(TASK GOAL) Write every record out again exactly, and keep images out of it.

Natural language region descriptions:
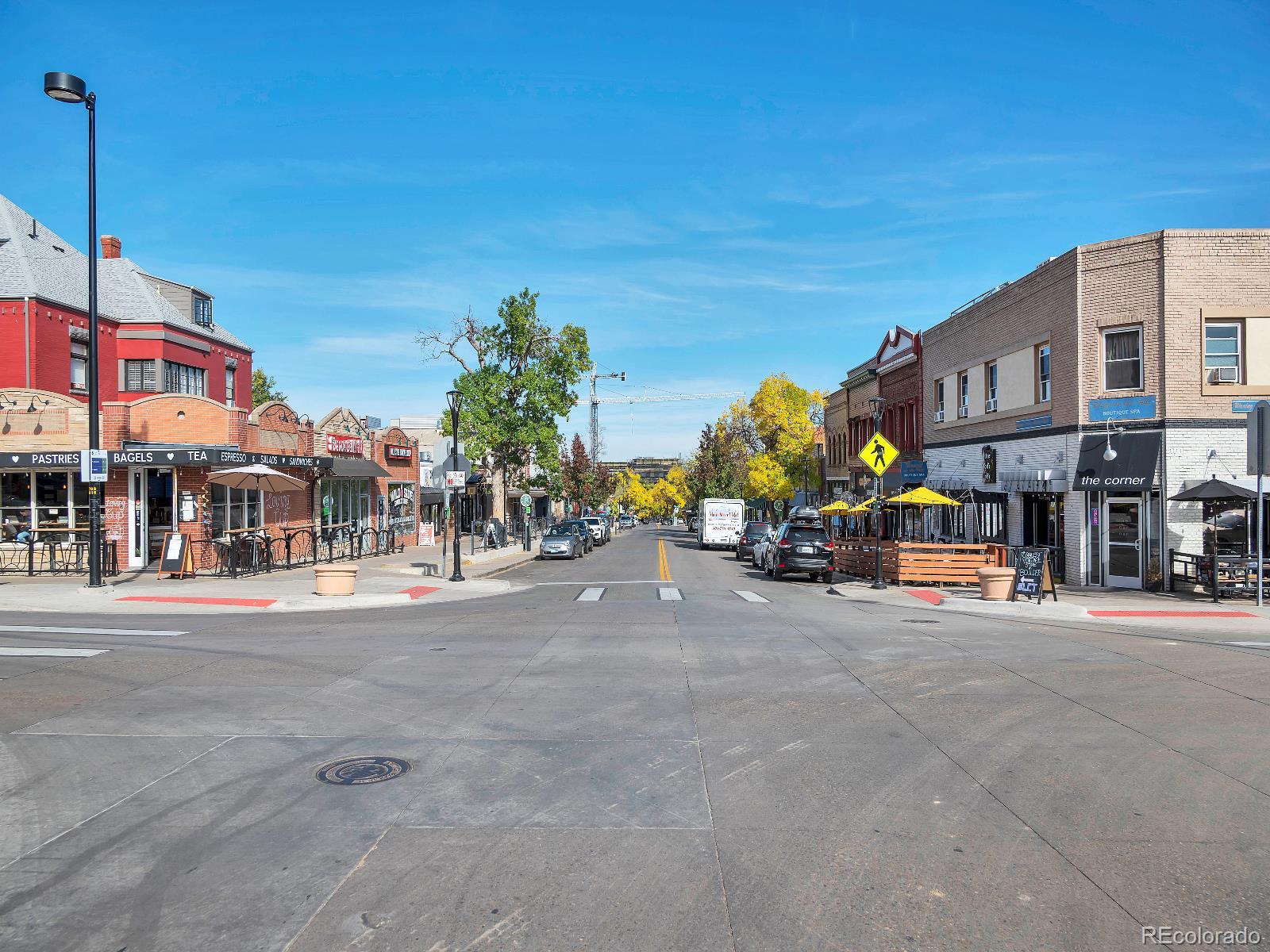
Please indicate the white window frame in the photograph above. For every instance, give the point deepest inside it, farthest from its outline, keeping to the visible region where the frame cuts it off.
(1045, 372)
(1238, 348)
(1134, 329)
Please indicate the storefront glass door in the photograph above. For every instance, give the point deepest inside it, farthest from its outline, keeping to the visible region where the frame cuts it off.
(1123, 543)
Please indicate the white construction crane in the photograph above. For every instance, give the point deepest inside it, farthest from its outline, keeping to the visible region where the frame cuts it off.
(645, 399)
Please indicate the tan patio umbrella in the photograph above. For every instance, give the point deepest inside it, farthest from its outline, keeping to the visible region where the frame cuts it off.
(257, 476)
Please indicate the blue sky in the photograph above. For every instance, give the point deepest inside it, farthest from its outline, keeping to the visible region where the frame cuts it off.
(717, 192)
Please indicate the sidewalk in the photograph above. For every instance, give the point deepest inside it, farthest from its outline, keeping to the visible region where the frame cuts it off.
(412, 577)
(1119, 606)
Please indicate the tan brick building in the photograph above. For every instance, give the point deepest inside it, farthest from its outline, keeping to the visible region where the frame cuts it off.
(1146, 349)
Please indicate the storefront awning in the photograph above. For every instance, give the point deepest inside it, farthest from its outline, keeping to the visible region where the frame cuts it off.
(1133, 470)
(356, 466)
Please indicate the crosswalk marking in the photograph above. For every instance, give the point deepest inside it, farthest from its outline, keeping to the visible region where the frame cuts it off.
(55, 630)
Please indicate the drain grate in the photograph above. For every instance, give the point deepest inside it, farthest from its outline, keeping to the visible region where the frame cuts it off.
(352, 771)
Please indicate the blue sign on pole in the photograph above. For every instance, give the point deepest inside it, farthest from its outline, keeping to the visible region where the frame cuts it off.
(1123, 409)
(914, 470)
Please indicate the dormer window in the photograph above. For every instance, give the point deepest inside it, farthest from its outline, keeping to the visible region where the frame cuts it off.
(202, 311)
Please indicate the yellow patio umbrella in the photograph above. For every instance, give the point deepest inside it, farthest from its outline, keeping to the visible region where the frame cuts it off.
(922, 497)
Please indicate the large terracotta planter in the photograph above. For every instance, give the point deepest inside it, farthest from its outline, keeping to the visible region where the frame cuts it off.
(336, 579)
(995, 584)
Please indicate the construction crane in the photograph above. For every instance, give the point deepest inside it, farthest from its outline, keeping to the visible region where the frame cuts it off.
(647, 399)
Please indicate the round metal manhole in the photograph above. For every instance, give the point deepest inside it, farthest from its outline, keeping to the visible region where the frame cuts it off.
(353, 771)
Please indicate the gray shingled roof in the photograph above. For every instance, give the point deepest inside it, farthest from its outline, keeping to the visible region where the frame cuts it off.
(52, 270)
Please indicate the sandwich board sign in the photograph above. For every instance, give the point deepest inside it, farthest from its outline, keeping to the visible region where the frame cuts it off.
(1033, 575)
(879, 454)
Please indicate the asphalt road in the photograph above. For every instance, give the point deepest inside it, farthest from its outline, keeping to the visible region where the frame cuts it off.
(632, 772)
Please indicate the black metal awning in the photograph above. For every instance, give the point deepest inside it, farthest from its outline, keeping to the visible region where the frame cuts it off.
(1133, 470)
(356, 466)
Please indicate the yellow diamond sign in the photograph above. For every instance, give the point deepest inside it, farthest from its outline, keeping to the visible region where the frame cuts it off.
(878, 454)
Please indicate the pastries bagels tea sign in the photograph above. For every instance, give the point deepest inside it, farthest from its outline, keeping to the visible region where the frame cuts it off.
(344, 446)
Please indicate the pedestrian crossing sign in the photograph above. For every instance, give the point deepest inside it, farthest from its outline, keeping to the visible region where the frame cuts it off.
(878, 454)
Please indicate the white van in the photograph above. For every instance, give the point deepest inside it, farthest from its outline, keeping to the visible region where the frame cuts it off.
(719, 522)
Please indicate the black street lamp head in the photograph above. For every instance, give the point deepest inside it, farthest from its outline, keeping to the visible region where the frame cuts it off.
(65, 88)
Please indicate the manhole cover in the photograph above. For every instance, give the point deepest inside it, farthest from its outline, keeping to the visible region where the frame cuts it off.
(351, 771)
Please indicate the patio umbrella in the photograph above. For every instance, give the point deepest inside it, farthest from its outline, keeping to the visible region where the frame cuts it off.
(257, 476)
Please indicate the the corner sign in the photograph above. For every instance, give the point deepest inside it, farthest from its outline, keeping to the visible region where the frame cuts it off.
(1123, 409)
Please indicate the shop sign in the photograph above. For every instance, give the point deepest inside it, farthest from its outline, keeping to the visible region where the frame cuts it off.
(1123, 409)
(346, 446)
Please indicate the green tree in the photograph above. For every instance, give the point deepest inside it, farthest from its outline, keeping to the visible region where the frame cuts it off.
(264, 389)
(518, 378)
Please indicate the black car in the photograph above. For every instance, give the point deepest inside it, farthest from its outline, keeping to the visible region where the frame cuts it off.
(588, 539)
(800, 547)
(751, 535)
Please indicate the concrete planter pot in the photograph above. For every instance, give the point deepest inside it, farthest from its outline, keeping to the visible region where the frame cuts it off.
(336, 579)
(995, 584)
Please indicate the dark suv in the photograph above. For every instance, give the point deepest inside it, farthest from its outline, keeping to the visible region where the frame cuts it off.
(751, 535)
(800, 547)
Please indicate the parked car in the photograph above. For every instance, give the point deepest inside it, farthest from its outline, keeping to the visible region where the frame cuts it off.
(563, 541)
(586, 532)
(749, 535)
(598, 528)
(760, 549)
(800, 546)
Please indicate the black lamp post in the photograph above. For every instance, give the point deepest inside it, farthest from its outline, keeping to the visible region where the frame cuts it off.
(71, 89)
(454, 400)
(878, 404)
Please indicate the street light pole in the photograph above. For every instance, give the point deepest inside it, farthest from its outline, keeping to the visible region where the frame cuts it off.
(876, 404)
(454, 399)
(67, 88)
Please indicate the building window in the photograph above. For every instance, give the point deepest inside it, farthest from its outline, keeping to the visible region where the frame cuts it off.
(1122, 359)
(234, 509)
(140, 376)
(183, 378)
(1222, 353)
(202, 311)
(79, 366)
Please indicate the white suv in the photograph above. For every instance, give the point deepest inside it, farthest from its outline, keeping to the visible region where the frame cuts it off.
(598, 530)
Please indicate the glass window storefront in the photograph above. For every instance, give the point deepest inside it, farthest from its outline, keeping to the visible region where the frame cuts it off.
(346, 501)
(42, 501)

(WRITTEN RESPONSE)
Please indicate the white window frame in the photograph above. For every instance, give the point deepest inside it, farthest from its outline, keeping to the visible region where the frame cuts it off.
(1045, 372)
(1238, 348)
(1134, 329)
Please indicate the storefront glass door in the photograph above. For every instance, give the point deepest inside it, farthest from its outline, keeping to the visible region where the frame cuts it off.
(1123, 543)
Please indicate the white construction crane in the photograph above. For every instance, give the point deepest inside it, farthest from its outline, keeping to the visible region where the frame cuts it off.
(645, 399)
Please indicate the tan patio umbrella in the photograph above. For every instance, give the point deepest inside it, farthest from its outline, keeping to the visible region where the frame cuts it off.
(257, 476)
Please indicate the blue sky in the photograph above. For every instance, give the point deepest inside it, farthest from its outline, keeping to the visible region where the frame cuts it off.
(717, 192)
Please indicate the sidewalk in the photograph above. For every instance, give the point deepest inside it, farthest from its outline, keeping to the visible region where the frame cuts it off.
(412, 577)
(1119, 606)
Please indicate the tan brick building in the photograph above. For every instance, give the point deepest inside it, farthest from its outline, keeping to the visible region where the frame cuts it off.
(1146, 349)
Please indicate the storefront awning in the photograph above. For every instance, give the point deepest inside it, farthest from its outline, keeping to the visible region where the frame cuts it off.
(1133, 470)
(356, 466)
Please indicate the crosswalk marking in the photograph above. For every instance, give the point deepest inside it, farthest from its outline, keeping to the visible region where the frame cuts it off.
(55, 630)
Please indicate the drain grate in the photograph above. For every instance, give the point deepest inside it, farthest from its outline, keeping to the visible region where the frame cuts it off.
(352, 771)
Please indicate the blue sign on pole in the photograph above. For every instance, give the point deepest inside it, farthest from its outline, keeping to the visible region where the frame cuts it off.
(1123, 409)
(914, 470)
Please indicate the dormer window in the photograph above. For every instance, give the point deepest inside it, farthest from its outline, keeping to the visible region where the frame cuts it off.
(202, 311)
Please indicate the yellow patio umbrella in the photograph above. For every instance, give the point deepest inside it, farthest from its outline, keeping to the visible region where the frame cuts it off.
(922, 497)
Please indicate the large terracotta planter in the photograph above. For every instance, give the point deepest inside it, farthest from its outline, keeping to the visible region where the frame cuts it off.
(336, 579)
(995, 584)
Please indicate the construction crane in the photograph above. For every instance, give the point deepest inside it, farthest from its outline, keeping to the visible region where the frame cuts it off.
(647, 399)
Please indicate the round metal manhole in the photograph above. For every instance, give the point deepest inside it, farthest from its outline, keeping to the visible region where the frame cuts it off.
(353, 771)
Please indicate the gray shingled roof in the photograph above. For every instance, give the point deepest inside it, farthest from its outline, keeping to the visible region where the frame cuts it off.
(52, 270)
Please indicate the sandwich board sign in the photograph above. For every instance, give the point deepest inside it, farthest from its outline, keeping to the visible region where the frame cuts it off.
(1033, 575)
(879, 454)
Please indicate the asphalt road in the photograph above. For every instance, give the point deepest inside it, farthest from its outline, keeping to the visible region where the frame cuts it off.
(632, 772)
Please indicate the black metal awning in the photograph above. For every instance, give the point deepest inside it, farthest from its outline, keeping to the visible region where the frame cuts it off.
(1133, 470)
(356, 466)
Please indicate the yellow diamond sign in the photograph above. For every instance, give the point deepest inside it, farthest from its outline, keeping to the visible region where the frame cuts it off.
(878, 454)
Please indicate the pastries bagels tea sign in the photograph above. For every instance, give the point deepest inside it, farthest from its outline, keeping to the visible region where the frame cuts it off.
(344, 446)
Please indicate the pedestrian crossing sign in the photograph above. For every instance, give the point deepest inside it, farthest from its outline, keeping to the visible region where the frame cuts it off.
(878, 454)
Please indicate the white van in the photograph above. For every instance, give the point deepest inside it, farthest from its outline, keeping to the visible region where the frame cuts it off.
(719, 522)
Please indicate the black street lamp head in the photograph above. For every instance, give the point deepest inside it, farthest from its outline, keeping to the visible region where the frame cuts it off.
(65, 88)
Please indicate the manhole cover in the photograph above. For every instance, give the point deepest inside it, farthest from its outline, keeping to the visible region where the frame cuts it off.
(351, 771)
Please indicate the patio umbrella in the photograph above. For every instance, give the point deepest inside it, farthest from its outline, keeping to the visible region where the frame cuts it off.
(257, 476)
Please indicate the the corner sign in the photograph above. For every instance, give the point deepest inside it, farthest from its outline, keeping to the visible region where the frame cuts it off.
(1123, 409)
Please indicate the shop sign in the photograph above. For every instance, give the point deepest inside it, farthest from its outline, keeping to the visible region where the frame cuts it off.
(1123, 409)
(346, 446)
Please indicate the green tree in the photograph above. For every instance, give the point deepest inside it, farthest from its outline, keeping to the visible region where the frame cuts it off.
(264, 389)
(518, 378)
Please indicate the black car in the photograph above. For every instance, give the point deepest inside it, farthest from its outline, keeping to the visible region where the frame cuts it off.
(588, 539)
(800, 547)
(751, 535)
Please indicate the concrete planter pot in the photograph above. For every instance, give the point deepest inside it, farthest from its outline, keeping to the visible region where the frame cuts it off.
(336, 579)
(995, 584)
Please indicate the dark suv in the photograph above. For every instance, give the point deepest inside it, farthest from its outline, keeping to the visible region where the frame cuts it off.
(751, 535)
(800, 547)
Please indicate the parked car in the photograph above. For every instance, give the point deepest inside it, farthest from its outline, keeping to the visible region where the frame cuts it off.
(563, 541)
(586, 532)
(749, 535)
(598, 528)
(760, 549)
(800, 546)
Please indicate the black lamp post in the photograph above. For every instance, give the point deepest inside it, farthest from its outline, keeping to the visible region where the frame cuts it off.
(71, 89)
(454, 400)
(878, 404)
Please indicate the street light pole in the photograph above. For every instance, give the point deepest inside it, farthest from its outline, keeping to the visible region where the frame cuts it off.
(876, 404)
(454, 399)
(67, 88)
Please indicate the building window in the photograph above. For every instance, give the point deepest inside it, farthest from its outline, keeping to the visible region where the frame cuts it off.
(1122, 359)
(234, 509)
(140, 376)
(183, 378)
(1222, 353)
(202, 311)
(79, 366)
Please indicate the white suv in the photograph above. For every instance, give the point deepest inside it, farthest from its outline, keeping to the visible region where the frame cuts it off.
(598, 530)
Please indicate the glass window storefront in the photograph above. For every instance, give the point deepest inside it, farthest from its outline, keeping to the visible region where the frame cuts it off.
(346, 501)
(42, 501)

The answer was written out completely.